### TEXT TO READ

======

After a while, my Mercedes suddenly started
suffering frequently from a flat battery - eventually it was every morning. The dealer replaced
the battery (at Mercedes prices, of course), and checked the car over - no
problems. Well - not so fast. The battery was flat again the following morning
- that's the new battery with the clean new labels on it. The car went back to the dealer,
who kept it for two days and returned it with a clean bill of health. Battery
was flat again the next day. A terse phone call prompted the offer of another
replacement battery under the terms of the warranty.
In desperation I took the car to a proper
automotive electrical engineer somewhere near Prestonpans, and within an hour
he had identified the problem. The car was fitted with a special sensor, the
entire purpose of which was to detect if the electric windows had been left
open when the vehicle was locked with the remote key. If it found that any one
was open, it automatically switched in the motors which closed the windows.
Great idea, eh? Unfortunately, the sensor had become faulty, so that when the
car was locked the system incorrectly detected an open window, and attempted to
shut it. Since the sensor was faulty, of course, the car was never satisfied
that the windows were now closed, and it continued to try to close them
continuously until next time it was unlocked. This doesn't mean that the motors
were grinding away - the motor would not actually run if there was any
resistance (another safety feature), but it would keep checking and trying -
silently - and by the next morning this would have consumed enough power to
flatten the battery.

======

### THINGS TO DO
1/ Answer these questions from the account of the flat car battery:
(a) Near what place was the automotive electrical engineer based?
(b) How long did the dealer keep the car when it went back the second time?
(c) What was the special sensor meant to detect?
2/ Continue the account of the flat car battery after its last sentence.
You can complete the work without the rows.

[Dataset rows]
======

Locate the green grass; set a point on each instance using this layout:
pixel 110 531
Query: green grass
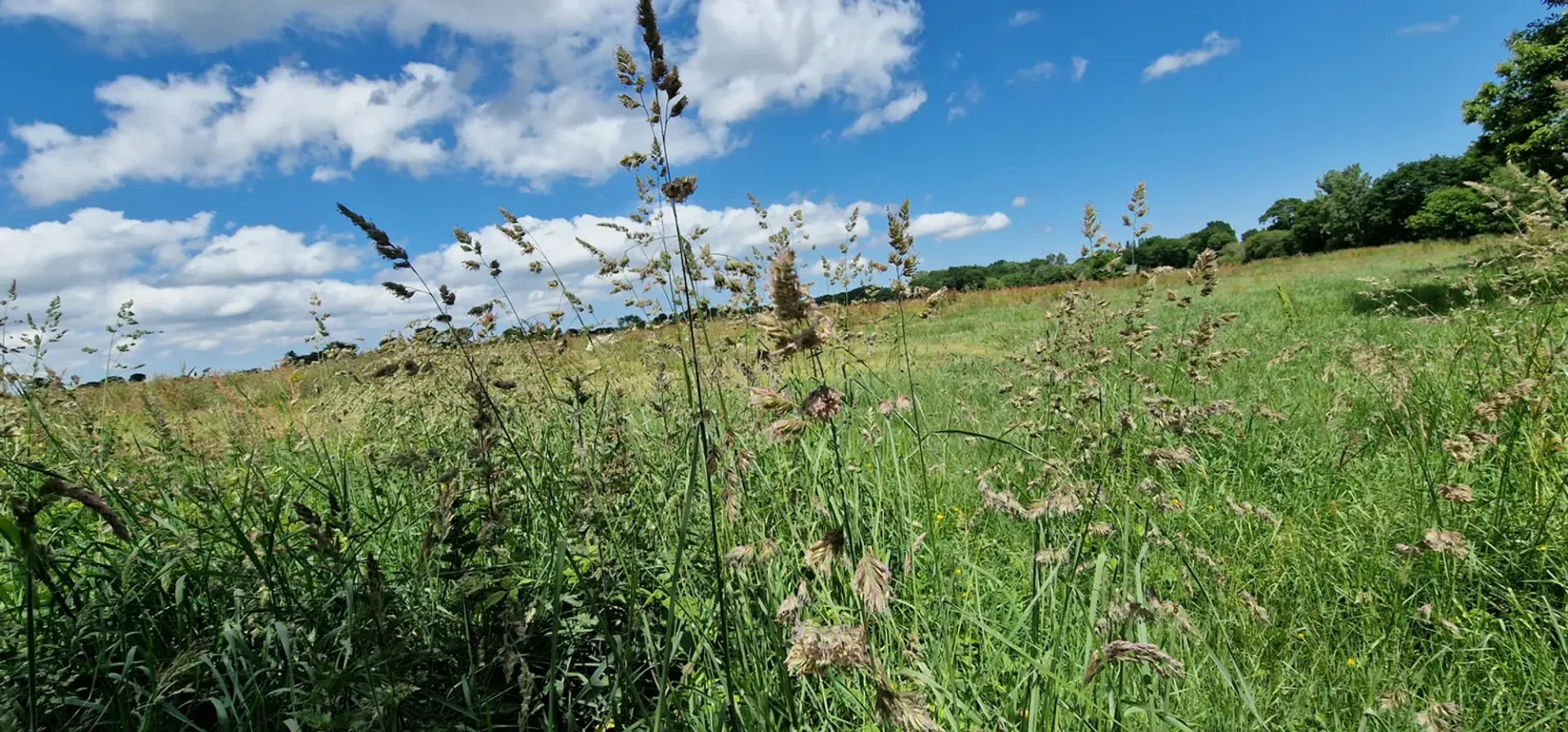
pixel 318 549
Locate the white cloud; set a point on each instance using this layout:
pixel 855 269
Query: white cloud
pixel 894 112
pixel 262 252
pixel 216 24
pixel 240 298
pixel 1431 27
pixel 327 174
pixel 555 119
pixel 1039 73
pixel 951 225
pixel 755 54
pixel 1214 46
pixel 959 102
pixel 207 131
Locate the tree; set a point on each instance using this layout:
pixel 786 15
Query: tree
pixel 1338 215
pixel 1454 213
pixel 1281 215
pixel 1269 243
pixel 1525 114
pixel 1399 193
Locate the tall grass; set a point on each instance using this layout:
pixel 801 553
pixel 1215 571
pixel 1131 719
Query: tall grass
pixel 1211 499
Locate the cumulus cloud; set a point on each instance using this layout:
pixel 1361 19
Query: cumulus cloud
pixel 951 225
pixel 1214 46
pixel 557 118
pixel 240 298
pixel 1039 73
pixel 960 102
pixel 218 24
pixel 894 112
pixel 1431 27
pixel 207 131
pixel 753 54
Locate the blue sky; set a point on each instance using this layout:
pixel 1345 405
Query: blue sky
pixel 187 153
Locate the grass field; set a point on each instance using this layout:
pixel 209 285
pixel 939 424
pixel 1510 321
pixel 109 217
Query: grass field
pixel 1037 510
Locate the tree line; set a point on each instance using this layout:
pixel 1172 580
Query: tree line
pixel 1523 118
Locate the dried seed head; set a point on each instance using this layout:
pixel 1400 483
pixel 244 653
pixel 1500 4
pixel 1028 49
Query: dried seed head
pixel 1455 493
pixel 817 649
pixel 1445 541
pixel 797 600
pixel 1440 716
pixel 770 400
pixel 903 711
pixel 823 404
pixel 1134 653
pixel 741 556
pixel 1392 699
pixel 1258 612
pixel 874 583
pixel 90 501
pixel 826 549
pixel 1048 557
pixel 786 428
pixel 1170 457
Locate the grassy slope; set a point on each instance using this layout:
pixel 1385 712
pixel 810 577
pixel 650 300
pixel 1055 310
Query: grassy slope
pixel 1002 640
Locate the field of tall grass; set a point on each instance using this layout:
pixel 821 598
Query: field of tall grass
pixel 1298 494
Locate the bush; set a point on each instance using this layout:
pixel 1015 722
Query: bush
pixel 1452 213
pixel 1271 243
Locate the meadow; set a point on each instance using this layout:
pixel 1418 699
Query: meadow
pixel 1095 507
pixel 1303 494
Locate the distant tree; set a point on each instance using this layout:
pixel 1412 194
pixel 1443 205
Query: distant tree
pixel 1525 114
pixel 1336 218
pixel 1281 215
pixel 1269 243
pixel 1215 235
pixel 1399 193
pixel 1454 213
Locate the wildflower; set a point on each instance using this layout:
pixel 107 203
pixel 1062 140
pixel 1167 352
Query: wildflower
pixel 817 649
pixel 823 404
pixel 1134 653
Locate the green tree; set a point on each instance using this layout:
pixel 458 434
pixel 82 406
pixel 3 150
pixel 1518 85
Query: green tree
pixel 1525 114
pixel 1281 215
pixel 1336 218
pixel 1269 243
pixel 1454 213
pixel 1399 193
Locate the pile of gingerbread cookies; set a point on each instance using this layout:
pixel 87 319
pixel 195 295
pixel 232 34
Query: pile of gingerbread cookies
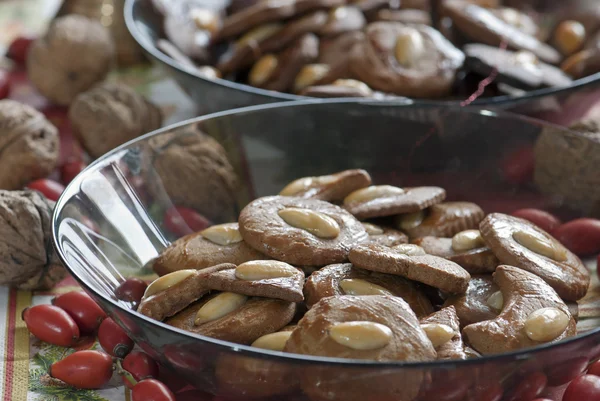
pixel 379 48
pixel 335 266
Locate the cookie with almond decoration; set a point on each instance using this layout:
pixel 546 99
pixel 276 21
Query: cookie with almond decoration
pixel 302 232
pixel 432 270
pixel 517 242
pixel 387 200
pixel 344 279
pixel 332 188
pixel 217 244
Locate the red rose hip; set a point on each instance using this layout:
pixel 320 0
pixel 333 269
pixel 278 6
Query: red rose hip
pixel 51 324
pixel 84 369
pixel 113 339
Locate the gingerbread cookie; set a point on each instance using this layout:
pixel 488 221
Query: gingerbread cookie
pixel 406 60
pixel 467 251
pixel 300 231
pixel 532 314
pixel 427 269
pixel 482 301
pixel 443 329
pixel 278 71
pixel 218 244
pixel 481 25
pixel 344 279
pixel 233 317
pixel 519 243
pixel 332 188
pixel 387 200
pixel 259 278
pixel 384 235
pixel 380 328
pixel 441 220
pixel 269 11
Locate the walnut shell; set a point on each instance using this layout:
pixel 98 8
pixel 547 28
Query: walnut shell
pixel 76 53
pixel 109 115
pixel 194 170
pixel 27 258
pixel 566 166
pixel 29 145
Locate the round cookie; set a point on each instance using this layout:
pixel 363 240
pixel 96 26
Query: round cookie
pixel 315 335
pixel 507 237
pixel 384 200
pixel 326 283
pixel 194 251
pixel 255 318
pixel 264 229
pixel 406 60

======

### RESPONSES IN ORDER
1/
(a) Near Prestonpans.
(b) Two days.
(c) Whether the electric windows had been left open when the car was locked with the remote key.

2/
The engineer rang the workshop at the
Mercedes dealer and discussed the options with them; I could pay £370 + VAT for
a replacement system - no other possibilities. In fact there was one other
possibility, but I'll get to that.
I talked it through with the engineer. I
was probably going to sell the car within a year anyway, and I had never left -
nor was I likely to leave - the windows open when I locked the car. If I did,
the worst result would be an open window - without the keys, the immobiliser
system (Ha!) would prevent anyone pinching the vehicle.
Thus my £370 + VAT would provide a complete
solution to a problem which I was unlikely to have. The alternative was simply
to remove the fuse from the bit of the system wiring which supplied power to
the Windows-Open-When-Locked sensor - the cost of this would be zero, of
course, though I might be at risk, however unlikely, of leaving the windows
open by mistake. No brainer - I went for the cheaper solution.
There are many lessons like this, but that
one stuck in my mind - someone had provided a costly, over-the-top, luxurious
solution to a problem which did not seem terribly serious, and - after it
became defective - had thereby generated a much more significant operational
problem in my use of the car. Something wrong there?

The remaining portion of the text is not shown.